Text:
[Start]
Pat Barron <pat(a)transarc.com> wrote:
As I recall, you can attach an external SCSI hard disk
to a MicroVAX 2000,
and Ultrix will be able to use it, but you can't boot from it. The
Centronics expansion port really is a SCSI port, even though it was never
billed as such (and the TZK50 tape drive really is a SCSI drive, and you
can use it on other systems that have SCSI - not sure why you'd want to,
though....).
Correct, except that since Ultrix is binary-only chainware, you would have to
disassemble and patch some of its kernel .o files in order to force is to
recognize SCSI disks. It uses the CPU code (a byte-sized number constructed
from the SID and SID extension longwords) to index into a table of pointers to
routines for different CPUs, and the routines that get called when the CPU is
KA410 (VS/MV 2000) don't bother to probe for SCSI disks. This means that any
SCSI disks you may have attached will be silently ignored, even though the
drivers are present and they would work if they weren't artificially blocked.
4.3BSD (and its variants) for the VAX has no SCSI
support at all, so
you're out of luck if you want to use SCSI disks on a MicroVAX under 4.3.
[End]
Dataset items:
[Start]
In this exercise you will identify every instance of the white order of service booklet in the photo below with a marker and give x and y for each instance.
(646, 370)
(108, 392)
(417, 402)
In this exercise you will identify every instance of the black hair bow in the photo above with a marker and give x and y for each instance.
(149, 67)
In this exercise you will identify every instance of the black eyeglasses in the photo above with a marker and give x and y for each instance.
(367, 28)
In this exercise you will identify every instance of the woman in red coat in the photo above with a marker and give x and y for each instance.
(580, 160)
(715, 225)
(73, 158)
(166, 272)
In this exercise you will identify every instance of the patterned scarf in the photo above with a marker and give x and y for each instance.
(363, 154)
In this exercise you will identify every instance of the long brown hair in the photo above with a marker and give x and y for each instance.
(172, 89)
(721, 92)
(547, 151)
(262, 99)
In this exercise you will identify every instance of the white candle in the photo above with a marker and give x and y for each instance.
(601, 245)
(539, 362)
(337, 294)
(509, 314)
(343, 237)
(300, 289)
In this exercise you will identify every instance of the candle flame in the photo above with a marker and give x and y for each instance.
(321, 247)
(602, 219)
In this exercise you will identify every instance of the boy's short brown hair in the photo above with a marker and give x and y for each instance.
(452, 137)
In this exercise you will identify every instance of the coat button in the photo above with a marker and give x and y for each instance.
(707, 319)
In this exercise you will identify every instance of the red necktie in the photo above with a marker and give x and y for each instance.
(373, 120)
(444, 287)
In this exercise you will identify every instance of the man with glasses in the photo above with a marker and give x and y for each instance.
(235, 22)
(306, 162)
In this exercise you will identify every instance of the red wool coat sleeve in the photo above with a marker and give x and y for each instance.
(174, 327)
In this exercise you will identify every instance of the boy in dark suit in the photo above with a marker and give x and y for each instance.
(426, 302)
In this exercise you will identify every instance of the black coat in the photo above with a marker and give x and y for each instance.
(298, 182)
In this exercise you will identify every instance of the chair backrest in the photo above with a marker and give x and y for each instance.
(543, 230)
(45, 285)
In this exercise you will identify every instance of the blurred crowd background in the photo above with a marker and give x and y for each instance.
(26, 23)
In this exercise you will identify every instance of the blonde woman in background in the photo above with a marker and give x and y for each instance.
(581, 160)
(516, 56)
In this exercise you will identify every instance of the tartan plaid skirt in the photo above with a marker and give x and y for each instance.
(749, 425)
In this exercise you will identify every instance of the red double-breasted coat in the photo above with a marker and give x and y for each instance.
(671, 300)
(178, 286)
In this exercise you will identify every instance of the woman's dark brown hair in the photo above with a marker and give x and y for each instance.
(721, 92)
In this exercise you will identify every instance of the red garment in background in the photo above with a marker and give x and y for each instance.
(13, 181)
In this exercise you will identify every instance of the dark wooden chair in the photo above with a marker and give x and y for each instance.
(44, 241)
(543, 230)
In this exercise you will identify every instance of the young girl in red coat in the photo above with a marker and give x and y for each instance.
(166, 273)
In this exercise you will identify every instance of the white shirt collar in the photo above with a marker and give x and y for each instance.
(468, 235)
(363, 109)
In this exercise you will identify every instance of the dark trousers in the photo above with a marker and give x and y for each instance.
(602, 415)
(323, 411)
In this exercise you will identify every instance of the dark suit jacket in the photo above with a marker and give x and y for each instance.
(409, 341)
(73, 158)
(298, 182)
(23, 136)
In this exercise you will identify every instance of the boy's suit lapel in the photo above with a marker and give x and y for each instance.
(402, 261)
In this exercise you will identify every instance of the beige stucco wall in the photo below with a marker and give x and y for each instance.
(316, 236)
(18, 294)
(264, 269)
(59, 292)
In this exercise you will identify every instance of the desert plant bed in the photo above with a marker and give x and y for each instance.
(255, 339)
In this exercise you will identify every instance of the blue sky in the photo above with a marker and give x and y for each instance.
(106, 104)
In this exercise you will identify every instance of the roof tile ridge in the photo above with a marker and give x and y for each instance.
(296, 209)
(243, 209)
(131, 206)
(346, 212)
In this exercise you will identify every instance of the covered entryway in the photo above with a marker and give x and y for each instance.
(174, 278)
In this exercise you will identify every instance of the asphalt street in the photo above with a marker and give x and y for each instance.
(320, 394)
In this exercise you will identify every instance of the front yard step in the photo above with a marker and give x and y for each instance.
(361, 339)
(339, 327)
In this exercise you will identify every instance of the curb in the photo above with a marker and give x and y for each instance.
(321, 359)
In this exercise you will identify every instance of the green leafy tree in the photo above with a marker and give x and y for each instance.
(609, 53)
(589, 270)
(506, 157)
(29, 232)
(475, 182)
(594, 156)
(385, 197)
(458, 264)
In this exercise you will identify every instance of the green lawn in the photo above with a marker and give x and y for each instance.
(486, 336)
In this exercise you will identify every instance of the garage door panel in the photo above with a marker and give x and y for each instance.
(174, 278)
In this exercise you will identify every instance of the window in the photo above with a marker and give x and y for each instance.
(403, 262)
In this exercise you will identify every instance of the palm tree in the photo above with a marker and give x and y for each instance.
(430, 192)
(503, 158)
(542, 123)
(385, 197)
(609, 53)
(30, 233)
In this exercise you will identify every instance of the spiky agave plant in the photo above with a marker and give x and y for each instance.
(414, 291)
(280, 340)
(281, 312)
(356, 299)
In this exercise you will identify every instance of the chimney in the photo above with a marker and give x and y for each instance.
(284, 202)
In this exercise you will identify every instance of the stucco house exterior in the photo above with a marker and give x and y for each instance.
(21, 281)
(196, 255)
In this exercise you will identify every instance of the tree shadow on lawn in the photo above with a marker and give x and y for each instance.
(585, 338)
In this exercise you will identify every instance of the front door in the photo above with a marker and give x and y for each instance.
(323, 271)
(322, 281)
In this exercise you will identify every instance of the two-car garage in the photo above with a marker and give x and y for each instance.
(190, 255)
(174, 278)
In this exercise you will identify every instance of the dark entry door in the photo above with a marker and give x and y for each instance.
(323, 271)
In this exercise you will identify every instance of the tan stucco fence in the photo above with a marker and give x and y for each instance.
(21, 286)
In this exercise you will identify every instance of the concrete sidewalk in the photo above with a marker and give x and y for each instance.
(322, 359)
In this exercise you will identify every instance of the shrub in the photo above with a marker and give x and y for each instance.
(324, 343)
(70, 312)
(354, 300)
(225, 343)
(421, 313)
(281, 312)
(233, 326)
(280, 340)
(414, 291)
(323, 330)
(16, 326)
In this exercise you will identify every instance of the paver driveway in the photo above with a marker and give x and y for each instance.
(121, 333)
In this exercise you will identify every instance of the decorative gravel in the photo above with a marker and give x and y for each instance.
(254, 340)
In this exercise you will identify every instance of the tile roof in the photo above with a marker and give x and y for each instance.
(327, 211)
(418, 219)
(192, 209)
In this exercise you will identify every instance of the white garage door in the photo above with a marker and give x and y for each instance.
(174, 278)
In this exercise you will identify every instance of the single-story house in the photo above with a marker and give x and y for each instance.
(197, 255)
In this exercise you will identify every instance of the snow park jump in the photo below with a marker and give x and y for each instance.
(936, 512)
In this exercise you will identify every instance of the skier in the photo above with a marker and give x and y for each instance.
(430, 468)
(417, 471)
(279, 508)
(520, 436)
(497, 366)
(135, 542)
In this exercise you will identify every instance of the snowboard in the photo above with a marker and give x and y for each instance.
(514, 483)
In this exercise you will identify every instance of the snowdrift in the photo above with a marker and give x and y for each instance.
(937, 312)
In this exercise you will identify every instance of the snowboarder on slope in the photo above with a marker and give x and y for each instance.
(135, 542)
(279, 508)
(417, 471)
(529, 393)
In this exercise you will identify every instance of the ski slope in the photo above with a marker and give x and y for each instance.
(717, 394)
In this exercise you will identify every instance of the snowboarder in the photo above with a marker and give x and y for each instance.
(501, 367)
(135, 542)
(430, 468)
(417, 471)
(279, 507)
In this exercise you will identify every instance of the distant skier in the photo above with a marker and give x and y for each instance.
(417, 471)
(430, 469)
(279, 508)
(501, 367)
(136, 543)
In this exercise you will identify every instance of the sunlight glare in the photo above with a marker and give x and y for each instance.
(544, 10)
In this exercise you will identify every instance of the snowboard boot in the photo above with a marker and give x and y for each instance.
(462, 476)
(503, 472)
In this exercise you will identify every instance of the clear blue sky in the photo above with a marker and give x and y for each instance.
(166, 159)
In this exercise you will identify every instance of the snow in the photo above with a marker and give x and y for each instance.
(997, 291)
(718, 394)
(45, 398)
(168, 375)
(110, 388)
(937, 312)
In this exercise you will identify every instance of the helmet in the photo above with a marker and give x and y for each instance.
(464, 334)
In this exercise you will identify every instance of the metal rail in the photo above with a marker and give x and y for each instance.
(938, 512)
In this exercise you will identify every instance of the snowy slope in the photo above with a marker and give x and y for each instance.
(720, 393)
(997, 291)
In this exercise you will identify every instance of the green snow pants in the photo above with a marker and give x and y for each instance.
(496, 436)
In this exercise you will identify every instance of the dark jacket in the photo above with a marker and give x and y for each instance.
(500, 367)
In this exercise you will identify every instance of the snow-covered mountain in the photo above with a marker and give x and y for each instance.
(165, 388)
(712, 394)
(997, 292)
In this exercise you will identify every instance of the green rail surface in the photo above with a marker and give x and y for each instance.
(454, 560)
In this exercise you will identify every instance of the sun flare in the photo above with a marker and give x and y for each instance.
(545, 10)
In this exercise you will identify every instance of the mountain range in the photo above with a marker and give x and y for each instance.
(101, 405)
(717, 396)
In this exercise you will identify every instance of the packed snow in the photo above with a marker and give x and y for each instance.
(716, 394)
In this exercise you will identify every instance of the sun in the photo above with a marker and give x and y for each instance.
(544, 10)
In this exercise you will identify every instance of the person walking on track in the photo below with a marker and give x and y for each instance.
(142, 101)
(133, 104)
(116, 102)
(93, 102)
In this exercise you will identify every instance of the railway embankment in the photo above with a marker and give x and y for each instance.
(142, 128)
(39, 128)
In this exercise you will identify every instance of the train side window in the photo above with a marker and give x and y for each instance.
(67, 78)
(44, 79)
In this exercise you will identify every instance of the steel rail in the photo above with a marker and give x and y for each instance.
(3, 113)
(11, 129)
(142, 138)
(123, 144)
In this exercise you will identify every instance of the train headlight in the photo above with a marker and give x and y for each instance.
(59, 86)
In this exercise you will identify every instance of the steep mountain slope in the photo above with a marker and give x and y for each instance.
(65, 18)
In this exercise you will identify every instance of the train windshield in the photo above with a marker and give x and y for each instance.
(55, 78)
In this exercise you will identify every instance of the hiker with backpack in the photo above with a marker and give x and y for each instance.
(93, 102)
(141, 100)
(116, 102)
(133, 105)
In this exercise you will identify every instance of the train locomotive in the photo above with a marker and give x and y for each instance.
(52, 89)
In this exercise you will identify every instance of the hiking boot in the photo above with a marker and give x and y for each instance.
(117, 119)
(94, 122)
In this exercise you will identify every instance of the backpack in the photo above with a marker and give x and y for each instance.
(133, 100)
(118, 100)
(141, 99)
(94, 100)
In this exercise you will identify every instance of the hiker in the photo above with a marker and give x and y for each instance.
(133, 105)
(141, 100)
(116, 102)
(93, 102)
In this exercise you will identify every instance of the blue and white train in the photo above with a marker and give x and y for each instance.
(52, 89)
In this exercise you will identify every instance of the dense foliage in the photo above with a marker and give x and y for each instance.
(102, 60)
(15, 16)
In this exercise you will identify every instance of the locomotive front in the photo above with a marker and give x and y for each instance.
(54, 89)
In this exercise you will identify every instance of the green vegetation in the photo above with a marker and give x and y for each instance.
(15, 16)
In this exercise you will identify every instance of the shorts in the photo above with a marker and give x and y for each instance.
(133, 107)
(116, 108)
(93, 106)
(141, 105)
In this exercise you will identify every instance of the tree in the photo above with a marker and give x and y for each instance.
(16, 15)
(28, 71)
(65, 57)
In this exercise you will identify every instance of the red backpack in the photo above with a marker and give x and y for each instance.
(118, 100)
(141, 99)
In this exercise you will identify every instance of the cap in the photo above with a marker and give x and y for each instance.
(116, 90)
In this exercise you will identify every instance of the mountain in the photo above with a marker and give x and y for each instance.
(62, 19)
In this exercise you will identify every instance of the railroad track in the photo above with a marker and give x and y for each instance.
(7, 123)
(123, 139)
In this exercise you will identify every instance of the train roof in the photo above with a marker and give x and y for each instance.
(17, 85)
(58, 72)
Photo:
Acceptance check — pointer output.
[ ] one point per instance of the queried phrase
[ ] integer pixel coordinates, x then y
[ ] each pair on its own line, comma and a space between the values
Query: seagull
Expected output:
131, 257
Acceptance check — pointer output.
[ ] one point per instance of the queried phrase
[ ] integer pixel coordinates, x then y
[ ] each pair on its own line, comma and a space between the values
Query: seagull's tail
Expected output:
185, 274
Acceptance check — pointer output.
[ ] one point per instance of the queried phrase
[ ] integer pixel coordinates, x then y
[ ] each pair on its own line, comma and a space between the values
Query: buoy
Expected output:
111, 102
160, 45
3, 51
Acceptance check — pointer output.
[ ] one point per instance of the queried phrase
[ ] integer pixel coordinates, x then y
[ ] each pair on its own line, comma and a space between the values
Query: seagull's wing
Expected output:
[End]
Directions: From the Ultrix and SCSI text, copy the passage from "Correct, except that" to "weren't artificially blocked.", changing "silently ignored" to "quietly skipped".

Solution below:
Correct, except that since Ultrix is binary-only chainware, you would have to
disassemble and patch some of its kernel .o files in order to force is to
recognize SCSI disks. It uses the CPU code (a byte-sized number constructed
from the SID and SID extension longwords) to index into a table of pointers to
routines for different CPUs, and the routines that get called when the CPU is
KA410 (VS/MV 2000) don't bother to probe for SCSI disks. This means that any
SCSI disks you may have attached will be quietly skipped, even though the
drivers are present and they would work if they weren't artificially blocked.